::: Task inputs

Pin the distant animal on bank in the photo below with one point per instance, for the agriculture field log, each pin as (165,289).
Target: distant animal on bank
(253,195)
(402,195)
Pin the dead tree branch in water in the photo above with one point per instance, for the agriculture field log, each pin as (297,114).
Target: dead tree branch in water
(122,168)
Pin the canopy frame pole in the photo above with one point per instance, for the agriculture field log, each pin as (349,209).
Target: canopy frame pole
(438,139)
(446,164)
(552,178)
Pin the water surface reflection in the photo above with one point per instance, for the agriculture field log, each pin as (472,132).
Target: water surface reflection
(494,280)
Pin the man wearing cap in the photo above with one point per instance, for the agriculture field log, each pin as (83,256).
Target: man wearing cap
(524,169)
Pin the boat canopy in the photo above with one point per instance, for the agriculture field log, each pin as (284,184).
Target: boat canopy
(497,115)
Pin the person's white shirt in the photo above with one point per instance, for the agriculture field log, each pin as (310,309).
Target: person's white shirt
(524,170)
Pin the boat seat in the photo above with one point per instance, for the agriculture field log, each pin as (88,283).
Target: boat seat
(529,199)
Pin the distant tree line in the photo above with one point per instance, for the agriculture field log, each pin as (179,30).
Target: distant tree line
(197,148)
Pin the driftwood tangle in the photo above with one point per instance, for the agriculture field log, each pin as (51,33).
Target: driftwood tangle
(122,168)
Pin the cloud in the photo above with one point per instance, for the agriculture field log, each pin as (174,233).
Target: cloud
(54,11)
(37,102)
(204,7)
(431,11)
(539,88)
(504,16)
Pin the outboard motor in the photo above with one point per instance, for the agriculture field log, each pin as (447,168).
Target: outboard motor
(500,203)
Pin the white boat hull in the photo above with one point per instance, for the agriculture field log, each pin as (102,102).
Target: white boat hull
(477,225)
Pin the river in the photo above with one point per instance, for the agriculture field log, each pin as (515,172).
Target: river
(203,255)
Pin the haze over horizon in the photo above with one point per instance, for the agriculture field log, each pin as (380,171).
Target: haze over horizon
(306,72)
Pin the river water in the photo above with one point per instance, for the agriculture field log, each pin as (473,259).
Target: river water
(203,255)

::::::

# Work to be completed
Give back the line containing "Target: boat canopy" and all the lines after it through the end of the records, unchanged.

# Answer to this exercise
Target: boat canopy
(497,115)
Pin the person's white shirt in the photo above with one point per instance, for the agriculture field log, each pin as (310,309).
Target: person's white shirt
(524,170)
Pin the boat seat in the photo above with one point per instance, for the agriculture field log, each pin as (88,283).
Target: boat seat
(529,199)
Pin the distant tree line in the photo above with one point per instance, for the agriculture field log, each pin as (179,30).
Target: distant tree line
(197,148)
Pin the driftwood tangle in the photo above with one point per instance, for the agriculture field log, each pin as (51,33).
Target: driftwood tangle
(122,168)
Pin the cloud in the photo above with one point per instance, for the agriculture field log, each pin as (174,233).
Target: cloud
(54,11)
(37,102)
(204,7)
(431,11)
(539,88)
(504,16)
Pin the outboard motor in the photo above with one point per instance, for the agriculture field log, each pin as (447,168).
Target: outboard motor
(500,203)
Pin the white boat hull in the photo above with one point per instance, for the agriculture field log, each pin as (102,102).
Target: white boat hull
(477,225)
Pin the river in the photo above with one point per instance, for the agriculture field log, each pin as (515,172).
Target: river
(203,255)
Pin the haze over horizon in the photo above with one point per instance, for the agriculture field log, each pin as (380,171).
Target: haze over horizon
(306,72)
Pin the river water in the photo above with one point per instance, for the agriculture field log, each pin as (473,259).
Target: river water
(203,255)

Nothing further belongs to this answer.